TASK REQUIREMENTS:
Reproduce the data below word for word, beginning with the line that contains "Please tag the artist" and ending with the final line of the data, including both of those lines.

DATASET EXCERPTS:

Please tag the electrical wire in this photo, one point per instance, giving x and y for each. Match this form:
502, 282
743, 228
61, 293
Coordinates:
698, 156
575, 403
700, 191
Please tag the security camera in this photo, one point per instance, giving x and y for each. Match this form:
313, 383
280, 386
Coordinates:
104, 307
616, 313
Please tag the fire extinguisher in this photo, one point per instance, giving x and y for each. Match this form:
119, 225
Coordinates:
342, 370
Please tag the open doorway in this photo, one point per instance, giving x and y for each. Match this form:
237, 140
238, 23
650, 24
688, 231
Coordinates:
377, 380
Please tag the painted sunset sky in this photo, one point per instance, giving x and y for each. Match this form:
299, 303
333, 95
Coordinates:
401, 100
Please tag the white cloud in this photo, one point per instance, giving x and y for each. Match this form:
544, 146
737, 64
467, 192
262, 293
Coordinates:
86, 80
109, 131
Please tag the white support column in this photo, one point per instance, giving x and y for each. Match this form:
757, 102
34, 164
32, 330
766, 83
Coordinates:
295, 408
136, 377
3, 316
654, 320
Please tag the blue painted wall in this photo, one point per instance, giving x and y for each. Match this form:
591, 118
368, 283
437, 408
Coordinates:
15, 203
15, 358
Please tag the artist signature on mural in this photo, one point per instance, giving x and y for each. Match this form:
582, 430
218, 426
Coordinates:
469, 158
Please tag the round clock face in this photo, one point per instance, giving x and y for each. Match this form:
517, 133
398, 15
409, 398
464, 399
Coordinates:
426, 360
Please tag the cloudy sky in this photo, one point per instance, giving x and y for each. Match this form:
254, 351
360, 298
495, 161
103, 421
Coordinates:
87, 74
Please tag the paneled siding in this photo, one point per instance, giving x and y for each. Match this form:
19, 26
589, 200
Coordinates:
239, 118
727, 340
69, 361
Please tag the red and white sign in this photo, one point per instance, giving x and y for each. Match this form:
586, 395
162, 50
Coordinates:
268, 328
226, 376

COMPLETE RESPONSE:
Please tag the artist signature on mural in this photo, one point per instance, giving x and y for each. Match this form:
582, 430
218, 426
Coordinates:
469, 158
Please tag the round clock face in this photo, one point per instance, giving x and y for each. Match this form:
517, 133
398, 15
409, 398
464, 399
Coordinates:
426, 360
Please tag the cloudy sky in this photo, one point per instance, giving x and y for each. Match this form:
254, 351
360, 298
495, 161
103, 421
Coordinates:
87, 74
Please tag the paneled siding in this photo, one point per instance, giving x and y for each. Match this form:
19, 26
589, 200
Coordinates:
239, 118
727, 340
69, 361
Please tag the red and white sign in this photo, one point per instance, giving x and y for each. Match this form:
586, 395
162, 50
Coordinates:
268, 328
226, 376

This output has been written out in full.